> **What is being asked**
Reproduce the lines from the one containing "Expected: for every instance of the bridge, the" up to and including the one containing "721], [504, 105]]", swapping every "innermost" for "central" and keeping everything else identical.

(Recorded data)
═══

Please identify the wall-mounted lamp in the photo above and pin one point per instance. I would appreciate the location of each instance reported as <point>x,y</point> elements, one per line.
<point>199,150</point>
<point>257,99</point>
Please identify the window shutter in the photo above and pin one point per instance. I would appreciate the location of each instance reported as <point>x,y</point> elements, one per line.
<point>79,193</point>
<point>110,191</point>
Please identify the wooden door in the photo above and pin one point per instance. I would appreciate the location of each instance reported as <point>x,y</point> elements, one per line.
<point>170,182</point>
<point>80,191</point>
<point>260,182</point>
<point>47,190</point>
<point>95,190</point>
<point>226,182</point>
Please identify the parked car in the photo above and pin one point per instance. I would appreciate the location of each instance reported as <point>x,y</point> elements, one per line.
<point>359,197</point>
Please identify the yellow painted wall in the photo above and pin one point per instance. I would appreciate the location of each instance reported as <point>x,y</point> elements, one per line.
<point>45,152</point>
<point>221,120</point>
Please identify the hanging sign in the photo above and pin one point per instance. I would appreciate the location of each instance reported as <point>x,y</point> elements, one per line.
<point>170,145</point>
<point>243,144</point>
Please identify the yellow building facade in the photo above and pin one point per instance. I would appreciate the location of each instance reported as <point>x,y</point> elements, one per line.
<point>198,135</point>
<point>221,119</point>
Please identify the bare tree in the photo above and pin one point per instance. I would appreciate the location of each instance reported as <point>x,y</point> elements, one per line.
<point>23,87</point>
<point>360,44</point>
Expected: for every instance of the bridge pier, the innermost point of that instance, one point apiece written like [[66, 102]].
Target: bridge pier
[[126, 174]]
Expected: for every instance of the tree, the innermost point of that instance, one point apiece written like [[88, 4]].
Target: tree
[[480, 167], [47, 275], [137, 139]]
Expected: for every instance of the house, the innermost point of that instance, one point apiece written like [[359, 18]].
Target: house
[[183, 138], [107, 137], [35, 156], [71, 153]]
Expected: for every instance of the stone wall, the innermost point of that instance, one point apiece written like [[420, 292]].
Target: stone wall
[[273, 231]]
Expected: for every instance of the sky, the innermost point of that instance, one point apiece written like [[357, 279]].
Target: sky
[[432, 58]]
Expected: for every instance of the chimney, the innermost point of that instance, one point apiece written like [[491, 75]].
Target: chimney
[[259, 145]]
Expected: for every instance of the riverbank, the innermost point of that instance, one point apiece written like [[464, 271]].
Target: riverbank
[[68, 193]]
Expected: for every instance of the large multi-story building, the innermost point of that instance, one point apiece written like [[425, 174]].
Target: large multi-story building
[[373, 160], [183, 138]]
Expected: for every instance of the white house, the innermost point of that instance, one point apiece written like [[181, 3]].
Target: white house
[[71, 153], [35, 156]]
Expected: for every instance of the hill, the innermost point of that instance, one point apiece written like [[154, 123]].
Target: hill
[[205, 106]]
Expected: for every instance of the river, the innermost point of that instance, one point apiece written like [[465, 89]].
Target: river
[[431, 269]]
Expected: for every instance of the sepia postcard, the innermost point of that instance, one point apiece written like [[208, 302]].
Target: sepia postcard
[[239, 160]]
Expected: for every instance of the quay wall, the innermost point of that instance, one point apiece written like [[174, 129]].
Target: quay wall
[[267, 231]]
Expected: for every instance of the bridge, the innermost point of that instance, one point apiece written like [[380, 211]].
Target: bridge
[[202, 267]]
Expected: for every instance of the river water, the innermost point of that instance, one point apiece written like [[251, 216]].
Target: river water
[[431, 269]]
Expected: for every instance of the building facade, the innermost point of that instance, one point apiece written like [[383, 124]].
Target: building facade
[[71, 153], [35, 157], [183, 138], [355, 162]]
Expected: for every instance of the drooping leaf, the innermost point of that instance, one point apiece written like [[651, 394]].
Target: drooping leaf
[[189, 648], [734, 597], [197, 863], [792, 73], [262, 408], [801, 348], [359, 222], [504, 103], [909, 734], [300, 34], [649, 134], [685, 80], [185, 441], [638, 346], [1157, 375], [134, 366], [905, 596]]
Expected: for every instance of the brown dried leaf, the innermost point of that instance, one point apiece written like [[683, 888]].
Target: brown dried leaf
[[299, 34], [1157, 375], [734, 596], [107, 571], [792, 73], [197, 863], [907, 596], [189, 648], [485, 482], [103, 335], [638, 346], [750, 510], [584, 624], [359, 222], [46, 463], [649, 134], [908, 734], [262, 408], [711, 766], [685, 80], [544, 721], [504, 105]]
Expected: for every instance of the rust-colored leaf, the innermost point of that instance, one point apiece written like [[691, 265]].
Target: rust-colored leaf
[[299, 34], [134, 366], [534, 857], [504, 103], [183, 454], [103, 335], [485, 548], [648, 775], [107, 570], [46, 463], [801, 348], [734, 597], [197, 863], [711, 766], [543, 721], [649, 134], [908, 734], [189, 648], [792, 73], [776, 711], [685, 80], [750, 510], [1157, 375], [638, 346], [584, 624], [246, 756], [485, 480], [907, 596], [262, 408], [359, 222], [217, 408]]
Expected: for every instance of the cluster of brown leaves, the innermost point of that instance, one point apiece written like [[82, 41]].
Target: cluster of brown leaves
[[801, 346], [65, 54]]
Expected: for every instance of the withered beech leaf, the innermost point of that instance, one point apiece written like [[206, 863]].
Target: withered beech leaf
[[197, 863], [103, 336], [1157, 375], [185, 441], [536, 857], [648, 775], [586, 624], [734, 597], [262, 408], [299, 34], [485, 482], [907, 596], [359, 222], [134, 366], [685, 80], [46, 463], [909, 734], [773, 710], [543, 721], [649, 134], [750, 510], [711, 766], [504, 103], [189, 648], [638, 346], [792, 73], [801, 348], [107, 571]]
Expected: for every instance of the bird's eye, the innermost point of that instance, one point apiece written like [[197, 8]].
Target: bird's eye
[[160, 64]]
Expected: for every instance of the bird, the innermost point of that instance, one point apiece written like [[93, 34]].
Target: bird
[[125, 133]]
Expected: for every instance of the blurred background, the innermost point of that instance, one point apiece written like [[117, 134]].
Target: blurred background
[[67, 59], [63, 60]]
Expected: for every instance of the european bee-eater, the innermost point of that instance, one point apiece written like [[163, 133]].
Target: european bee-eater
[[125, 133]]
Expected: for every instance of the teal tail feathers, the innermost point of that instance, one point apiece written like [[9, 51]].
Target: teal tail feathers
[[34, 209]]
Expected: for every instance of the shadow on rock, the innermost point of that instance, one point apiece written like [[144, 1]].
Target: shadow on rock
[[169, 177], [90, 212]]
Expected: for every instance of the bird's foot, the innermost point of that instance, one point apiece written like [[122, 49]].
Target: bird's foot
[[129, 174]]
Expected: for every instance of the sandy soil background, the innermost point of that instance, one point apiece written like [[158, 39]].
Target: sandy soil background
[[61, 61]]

═══

> **Solution to this problem**
Expected: for every instance of the bridge, the central point of that instance, one point apiece written like [[380, 211]].
Target: bridge
[[202, 267]]
Expected: for every instance of the river water, the central point of that instance, one point apiece written like [[251, 216]].
Target: river water
[[431, 269]]
Expected: for every instance of the building facade, the central point of that instance, one point apiece written like [[383, 124]].
Target: building facade
[[71, 153], [35, 157], [183, 138], [355, 162]]
Expected: for every instance of the drooping leaf, the central point of that instance, one point apiece written like [[651, 394]].
Target: drooping leaf
[[189, 648], [734, 597], [197, 863], [792, 73], [262, 408], [801, 348], [359, 222], [504, 103], [909, 734], [300, 34], [649, 134], [685, 80], [185, 441], [638, 346], [1157, 375], [134, 366], [905, 596]]
Expected: for every instance of the brown dried leaf, the central point of that instance, one point apiece written like [[683, 888]].
Target: brown dried leaf
[[299, 34], [1157, 375], [734, 596], [107, 571], [792, 73], [197, 863], [907, 596], [189, 648], [485, 482], [103, 335], [638, 346], [750, 510], [584, 624], [359, 222], [46, 463], [649, 134], [908, 734], [262, 408], [711, 766], [685, 80], [544, 721], [504, 105]]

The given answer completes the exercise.